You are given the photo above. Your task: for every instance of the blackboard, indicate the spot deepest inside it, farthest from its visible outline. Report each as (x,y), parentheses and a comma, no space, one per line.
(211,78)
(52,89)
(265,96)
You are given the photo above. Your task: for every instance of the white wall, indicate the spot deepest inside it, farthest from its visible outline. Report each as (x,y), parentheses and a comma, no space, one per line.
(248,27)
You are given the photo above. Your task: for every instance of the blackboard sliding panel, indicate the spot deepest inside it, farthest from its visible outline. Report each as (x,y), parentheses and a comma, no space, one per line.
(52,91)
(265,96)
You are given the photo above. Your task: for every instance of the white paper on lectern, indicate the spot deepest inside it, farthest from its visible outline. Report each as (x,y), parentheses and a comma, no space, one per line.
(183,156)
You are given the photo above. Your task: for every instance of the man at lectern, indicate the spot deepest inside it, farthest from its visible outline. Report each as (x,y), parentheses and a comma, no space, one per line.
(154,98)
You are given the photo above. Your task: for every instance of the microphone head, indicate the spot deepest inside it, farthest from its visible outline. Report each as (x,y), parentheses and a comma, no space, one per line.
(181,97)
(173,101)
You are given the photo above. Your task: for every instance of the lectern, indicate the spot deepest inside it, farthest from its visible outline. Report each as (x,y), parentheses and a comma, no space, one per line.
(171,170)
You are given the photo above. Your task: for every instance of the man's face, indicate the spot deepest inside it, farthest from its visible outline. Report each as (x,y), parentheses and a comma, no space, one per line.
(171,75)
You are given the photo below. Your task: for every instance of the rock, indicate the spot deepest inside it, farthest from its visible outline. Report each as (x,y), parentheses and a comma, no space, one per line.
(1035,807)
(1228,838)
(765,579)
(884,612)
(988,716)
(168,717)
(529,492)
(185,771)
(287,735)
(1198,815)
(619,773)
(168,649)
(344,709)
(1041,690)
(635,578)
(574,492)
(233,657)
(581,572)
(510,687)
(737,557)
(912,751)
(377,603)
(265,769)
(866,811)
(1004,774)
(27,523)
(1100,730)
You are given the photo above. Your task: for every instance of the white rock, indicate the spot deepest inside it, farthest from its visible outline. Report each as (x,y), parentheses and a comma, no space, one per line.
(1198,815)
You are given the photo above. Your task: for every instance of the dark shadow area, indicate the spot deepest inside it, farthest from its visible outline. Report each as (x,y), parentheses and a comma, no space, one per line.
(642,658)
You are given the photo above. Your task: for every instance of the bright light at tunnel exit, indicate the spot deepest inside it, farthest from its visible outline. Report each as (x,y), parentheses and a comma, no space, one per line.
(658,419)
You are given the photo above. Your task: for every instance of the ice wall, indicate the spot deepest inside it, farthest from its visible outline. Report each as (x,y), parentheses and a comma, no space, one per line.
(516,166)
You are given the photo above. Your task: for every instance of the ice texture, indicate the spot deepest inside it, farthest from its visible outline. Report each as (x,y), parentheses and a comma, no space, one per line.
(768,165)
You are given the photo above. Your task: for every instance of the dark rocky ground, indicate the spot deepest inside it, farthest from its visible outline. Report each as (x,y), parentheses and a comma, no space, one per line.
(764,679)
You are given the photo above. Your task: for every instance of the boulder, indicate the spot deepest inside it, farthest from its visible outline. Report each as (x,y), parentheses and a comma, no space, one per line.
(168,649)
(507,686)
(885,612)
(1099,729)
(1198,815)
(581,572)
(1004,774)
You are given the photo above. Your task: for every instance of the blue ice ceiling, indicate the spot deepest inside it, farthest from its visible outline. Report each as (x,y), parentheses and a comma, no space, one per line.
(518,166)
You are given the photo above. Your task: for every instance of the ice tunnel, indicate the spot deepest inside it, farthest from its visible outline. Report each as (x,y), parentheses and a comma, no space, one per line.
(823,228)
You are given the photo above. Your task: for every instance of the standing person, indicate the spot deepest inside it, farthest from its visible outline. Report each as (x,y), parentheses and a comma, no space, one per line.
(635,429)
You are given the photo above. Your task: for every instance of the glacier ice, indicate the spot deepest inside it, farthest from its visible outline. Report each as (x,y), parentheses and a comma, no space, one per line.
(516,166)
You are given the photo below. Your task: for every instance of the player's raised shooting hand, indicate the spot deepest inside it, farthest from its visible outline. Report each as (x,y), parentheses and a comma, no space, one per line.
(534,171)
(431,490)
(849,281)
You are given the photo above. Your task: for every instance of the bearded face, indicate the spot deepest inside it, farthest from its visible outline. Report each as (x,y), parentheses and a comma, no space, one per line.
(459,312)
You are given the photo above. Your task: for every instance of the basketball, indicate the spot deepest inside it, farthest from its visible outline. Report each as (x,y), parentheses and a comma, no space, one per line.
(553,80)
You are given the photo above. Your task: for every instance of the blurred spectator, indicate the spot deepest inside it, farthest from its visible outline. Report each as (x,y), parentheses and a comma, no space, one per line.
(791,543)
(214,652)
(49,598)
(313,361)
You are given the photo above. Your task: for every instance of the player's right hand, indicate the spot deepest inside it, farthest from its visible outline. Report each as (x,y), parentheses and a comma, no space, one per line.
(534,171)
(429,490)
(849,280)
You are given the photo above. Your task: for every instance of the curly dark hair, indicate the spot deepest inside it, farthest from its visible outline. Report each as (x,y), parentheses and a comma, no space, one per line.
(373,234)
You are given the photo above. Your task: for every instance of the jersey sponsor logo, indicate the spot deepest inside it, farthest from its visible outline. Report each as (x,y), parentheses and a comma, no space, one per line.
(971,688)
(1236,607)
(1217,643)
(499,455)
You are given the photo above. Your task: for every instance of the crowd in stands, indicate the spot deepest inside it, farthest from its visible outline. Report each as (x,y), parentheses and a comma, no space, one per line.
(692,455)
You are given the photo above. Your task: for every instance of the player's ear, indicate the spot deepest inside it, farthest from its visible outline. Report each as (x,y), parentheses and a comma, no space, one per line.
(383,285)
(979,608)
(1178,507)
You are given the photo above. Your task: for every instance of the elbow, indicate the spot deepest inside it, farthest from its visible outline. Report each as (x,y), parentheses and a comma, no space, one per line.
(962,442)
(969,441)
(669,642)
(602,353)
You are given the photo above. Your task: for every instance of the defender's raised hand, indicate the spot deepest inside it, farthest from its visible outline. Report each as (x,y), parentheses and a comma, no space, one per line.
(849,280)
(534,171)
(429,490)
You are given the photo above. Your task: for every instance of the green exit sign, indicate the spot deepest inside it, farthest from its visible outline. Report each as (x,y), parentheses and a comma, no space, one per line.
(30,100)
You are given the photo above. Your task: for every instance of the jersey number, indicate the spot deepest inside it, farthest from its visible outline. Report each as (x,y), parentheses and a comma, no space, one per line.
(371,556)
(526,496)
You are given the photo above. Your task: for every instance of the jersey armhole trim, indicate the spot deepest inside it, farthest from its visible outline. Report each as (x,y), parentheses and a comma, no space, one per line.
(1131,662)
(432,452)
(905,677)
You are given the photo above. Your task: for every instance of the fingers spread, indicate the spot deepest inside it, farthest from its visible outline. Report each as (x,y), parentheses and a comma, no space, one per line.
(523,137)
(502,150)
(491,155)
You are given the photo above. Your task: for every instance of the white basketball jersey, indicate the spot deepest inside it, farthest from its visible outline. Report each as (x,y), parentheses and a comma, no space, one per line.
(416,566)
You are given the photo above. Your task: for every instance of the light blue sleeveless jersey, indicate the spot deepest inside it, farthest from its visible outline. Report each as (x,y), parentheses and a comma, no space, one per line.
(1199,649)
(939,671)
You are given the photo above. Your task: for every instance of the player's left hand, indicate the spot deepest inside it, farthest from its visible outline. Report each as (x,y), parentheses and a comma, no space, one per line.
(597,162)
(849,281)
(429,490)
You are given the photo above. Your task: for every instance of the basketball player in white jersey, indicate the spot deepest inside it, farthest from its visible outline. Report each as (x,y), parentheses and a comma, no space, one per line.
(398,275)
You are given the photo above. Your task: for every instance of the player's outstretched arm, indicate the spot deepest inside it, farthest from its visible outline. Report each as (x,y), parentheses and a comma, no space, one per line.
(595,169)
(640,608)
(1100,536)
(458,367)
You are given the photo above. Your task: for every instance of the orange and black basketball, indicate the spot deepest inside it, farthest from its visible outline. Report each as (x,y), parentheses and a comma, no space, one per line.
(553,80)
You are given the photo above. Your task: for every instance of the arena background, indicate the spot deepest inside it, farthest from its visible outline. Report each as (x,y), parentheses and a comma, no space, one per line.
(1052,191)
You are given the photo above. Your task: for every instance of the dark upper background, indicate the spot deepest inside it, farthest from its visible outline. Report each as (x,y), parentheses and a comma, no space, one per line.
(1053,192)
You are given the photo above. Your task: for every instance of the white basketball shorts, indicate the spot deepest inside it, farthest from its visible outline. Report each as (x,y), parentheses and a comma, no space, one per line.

> [Short task]: Every line from the one containing "the basketball player" through the end of the entries above must be echoed exactly, with both ends kept.

> [Solved exercise]:
You are given the photo above. Your task: for every instance of the basketball player in white jersey, indicate the spot deepest inside it, farthest from its visible outline. Report each as (x,y), parentheses and a comma, no space, one per line.
(398,275)
You are given the photo above. Your task: for every instance of the player's outstretched arm, indicate the spot deepest inside it, farthest from its visible outline. Report each as (x,y), parentheses and a comma, no space, one per line.
(595,169)
(640,608)
(1100,536)
(458,367)
You are given the photo above. Your task: for every instance of the orange and black basketball, indicate the spot deepest inside it, farthest from its visible outline. Report each as (x,y), parentheses and a comma, no space, one per line.
(553,80)
You are given the photo above. Your task: for every instance of the arena background, indicate the spot deepest inside it, farthest from its visible outline. Report each as (x,y), parentheses and a comma, no space, one per line.
(1052,191)
You are given the photo above. Your task: for every instance of the dark upper background, indicate the spot deepest inside it, farthest from its visible outline. Report each as (x,y), parentheses and a comma, no space, one per line.
(1053,192)
You are given the photo above. Your task: for every instance of the white basketball shorts, indicate the spot deepest inside it, farthest from its visible outline. Report each as (x,y), parentheses and a comma, no space, one per line.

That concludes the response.